*WORK INSTRUCTIONS*
Write out the data exactly as given, dropping every picture.

(Referring expression pointing data)
--- START ---

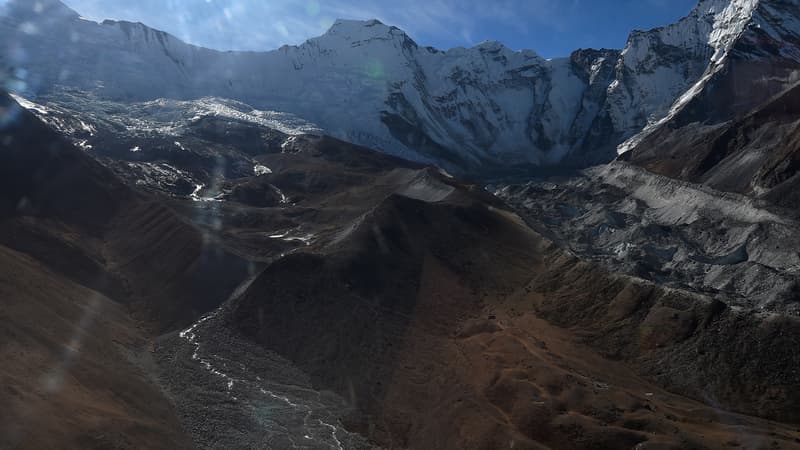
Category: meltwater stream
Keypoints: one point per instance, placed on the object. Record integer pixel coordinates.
(231, 393)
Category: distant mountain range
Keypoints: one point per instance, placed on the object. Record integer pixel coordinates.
(484, 111)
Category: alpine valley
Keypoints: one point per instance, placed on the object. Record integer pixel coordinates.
(360, 242)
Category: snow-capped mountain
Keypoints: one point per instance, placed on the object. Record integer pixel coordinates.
(473, 110)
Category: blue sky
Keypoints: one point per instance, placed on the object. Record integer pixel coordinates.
(550, 27)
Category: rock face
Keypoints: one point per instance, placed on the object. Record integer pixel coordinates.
(481, 111)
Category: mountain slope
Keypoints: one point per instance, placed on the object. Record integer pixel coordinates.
(758, 154)
(479, 111)
(64, 208)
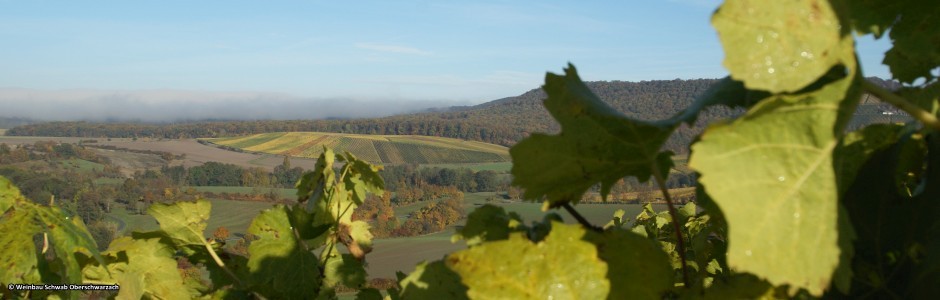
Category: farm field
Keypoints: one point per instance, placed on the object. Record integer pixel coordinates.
(500, 167)
(393, 254)
(196, 153)
(383, 149)
(283, 192)
(234, 215)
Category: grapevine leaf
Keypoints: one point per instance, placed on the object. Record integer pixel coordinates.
(343, 269)
(143, 269)
(183, 222)
(727, 92)
(782, 213)
(927, 98)
(891, 225)
(362, 178)
(596, 145)
(484, 224)
(562, 266)
(740, 286)
(303, 223)
(780, 46)
(313, 185)
(433, 281)
(913, 30)
(687, 211)
(277, 249)
(19, 258)
(873, 16)
(631, 258)
(856, 148)
(369, 294)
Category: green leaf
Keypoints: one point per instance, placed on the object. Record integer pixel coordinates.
(361, 238)
(560, 267)
(728, 92)
(912, 165)
(183, 222)
(433, 281)
(596, 145)
(312, 185)
(782, 213)
(19, 259)
(277, 250)
(916, 42)
(892, 228)
(369, 294)
(362, 178)
(740, 286)
(637, 267)
(303, 223)
(143, 269)
(780, 46)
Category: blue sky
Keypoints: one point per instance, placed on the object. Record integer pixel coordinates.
(457, 51)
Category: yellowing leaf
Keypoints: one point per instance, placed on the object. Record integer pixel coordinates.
(633, 259)
(19, 258)
(596, 145)
(560, 267)
(772, 174)
(184, 222)
(278, 250)
(144, 268)
(9, 194)
(780, 46)
(432, 281)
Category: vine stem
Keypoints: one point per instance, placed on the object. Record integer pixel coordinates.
(221, 264)
(661, 181)
(580, 218)
(915, 111)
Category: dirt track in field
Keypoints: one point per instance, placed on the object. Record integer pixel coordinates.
(196, 153)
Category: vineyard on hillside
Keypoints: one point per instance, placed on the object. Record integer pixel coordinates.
(383, 149)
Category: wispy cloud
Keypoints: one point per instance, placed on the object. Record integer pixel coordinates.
(392, 48)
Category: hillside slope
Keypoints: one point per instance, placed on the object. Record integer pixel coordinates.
(383, 149)
(503, 122)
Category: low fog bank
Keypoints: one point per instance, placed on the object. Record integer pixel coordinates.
(174, 106)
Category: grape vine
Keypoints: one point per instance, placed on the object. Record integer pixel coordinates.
(789, 202)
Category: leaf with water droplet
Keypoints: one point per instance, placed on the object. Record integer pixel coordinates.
(560, 267)
(800, 134)
(806, 32)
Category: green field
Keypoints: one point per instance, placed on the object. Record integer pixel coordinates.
(109, 181)
(383, 149)
(501, 167)
(284, 193)
(389, 255)
(234, 215)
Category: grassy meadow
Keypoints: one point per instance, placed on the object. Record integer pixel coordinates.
(383, 149)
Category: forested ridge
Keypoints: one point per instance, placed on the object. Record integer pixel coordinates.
(503, 121)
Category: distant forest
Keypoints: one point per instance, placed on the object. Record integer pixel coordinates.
(504, 121)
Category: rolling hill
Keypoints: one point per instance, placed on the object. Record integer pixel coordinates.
(384, 149)
(503, 121)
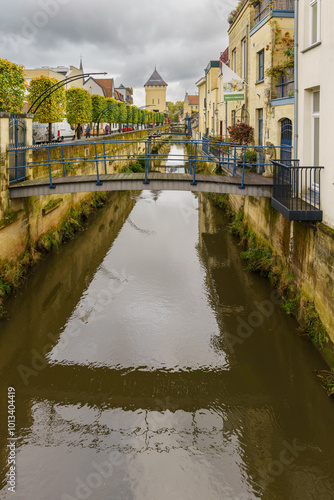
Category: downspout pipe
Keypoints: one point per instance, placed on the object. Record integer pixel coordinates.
(296, 93)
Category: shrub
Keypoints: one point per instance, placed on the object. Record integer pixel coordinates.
(241, 133)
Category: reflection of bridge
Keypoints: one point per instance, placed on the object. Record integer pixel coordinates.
(53, 173)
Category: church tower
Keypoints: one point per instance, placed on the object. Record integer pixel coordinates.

--- END ---

*WRITTEN ANSWER*
Category: meltwater stream
Keypoints: one point per instance, placed on the object. Record integer pixel coordinates.
(231, 393)
Category: distant mountain range
Keypoints: one point per instance, placed on the object. Record integer pixel coordinates.
(484, 111)
Category: alpine valley
Keypoints: one point per instance, placed on the object. Record integer pixel coordinates.
(360, 242)
Category: snow-capped mountain
Keypoints: one point per instance, placed on the object. Record integer pixel coordinates.
(473, 110)
Category: blue sky
Keypoints: one point per instance, placed on the object. Record integer pixel coordinates.
(550, 27)
Category: rock face
Keypoints: one point per instance, placed on the object. Record integer pixel coordinates.
(481, 111)
Category: mountain slope
Keypoints: one point per instance, placed on the object. Record integer pixel coordinates.
(758, 154)
(479, 111)
(64, 208)
Category: farm field
Keypoints: one point per instance, placed on the object. Record integer pixel coordinates.
(500, 167)
(393, 254)
(196, 153)
(383, 149)
(283, 192)
(234, 215)
Category: grapevine leaf
Keypoints: one point per instance, placed on the object. Record integer pixel coordinates.
(343, 269)
(143, 269)
(183, 222)
(727, 92)
(782, 213)
(927, 98)
(891, 225)
(362, 178)
(596, 145)
(484, 224)
(562, 266)
(740, 286)
(303, 223)
(780, 46)
(313, 185)
(433, 281)
(913, 30)
(687, 211)
(277, 249)
(19, 258)
(873, 16)
(631, 258)
(856, 148)
(369, 294)
Category: green leaf
Keypoints: one point per instance, placed on the object. Record integer pixel coordinates.
(361, 238)
(560, 267)
(728, 92)
(912, 165)
(183, 222)
(433, 281)
(596, 145)
(312, 185)
(782, 213)
(19, 259)
(277, 250)
(916, 42)
(892, 228)
(369, 294)
(362, 178)
(740, 286)
(637, 267)
(303, 223)
(143, 269)
(780, 46)
Category: blue sky
Keypoints: one point per instance, placed on the object. Record integer pixel coordinates.
(457, 51)
Category: yellowing leaf
Keypoints: one point per instance, placed on the object. Record integer pixel coordinates.
(633, 259)
(19, 258)
(596, 145)
(560, 267)
(772, 174)
(184, 222)
(278, 250)
(144, 268)
(9, 194)
(780, 46)
(432, 281)
Category: vine stem
Keypoints: one point per instance, placed on the object. Record integer pixel coordinates.
(221, 264)
(661, 181)
(580, 218)
(915, 111)
Category: dirt track in field
Keypoints: one point per instance, placed on the object. Record integer pixel coordinates.
(196, 153)
Category: vineyard on hillside
Keypoints: one point per instance, placed on the object. Record integer pixel coordinates.
(383, 149)
Category: wispy cloud
Keypoints: one point per instance, placed on the object. Record integer pixel coordinates.
(392, 48)
Category: hillside slope
Keypoints: one point per instance, placed on the object. Record integer pixel coordinates.
(383, 149)
(503, 122)
Category: low fog bank
Keypoints: one point per instance, placed on the object. Record integer pixel coordinates.
(174, 106)
Category: grape vine
Keypoints: one point per instance, placed on the object. Record integer pixel coordinates.
(789, 202)
Category: leaf with water droplet
Keypoints: one point per instance, placed on the object. Record integer pixel coordinates.
(560, 267)
(800, 134)
(806, 32)
Category: green field
Keypoints: one point per instance, placed on the object. Record integer pixel coordinates.
(109, 181)
(383, 149)
(501, 167)
(284, 193)
(389, 255)
(234, 215)
Category: grassy meadow
Keypoints: one point per instance, placed on the object. Record integer pixel coordinates.
(383, 149)
Category: forested ridge
Keypoints: one point per instance, placed on the object. Record integer pixel coordinates.
(503, 121)
Category: distant forest
Keypoints: one point per instance, placed on the object. Record integer pixel coordinates.
(504, 121)
Category: rolling hill
Keypoints: one point per instance, placed on the object. Record integer pixel coordinates.
(384, 149)
(503, 121)
Category: downspout pipe
Keypoints: one point per instance, placed on the object. Record integer pixel coordinates.
(296, 93)
Category: shrub
Keypoints: one point per instance, placed on the object. Record integer pixel coordinates.
(241, 133)
Category: reflection of bridge
Keypoints: one point per instance, placed on the object. Record integer pixel coordinates.
(53, 173)
Category: church tower
Keypoints: one point per instance, placed on the object. Record integer pixel coordinates.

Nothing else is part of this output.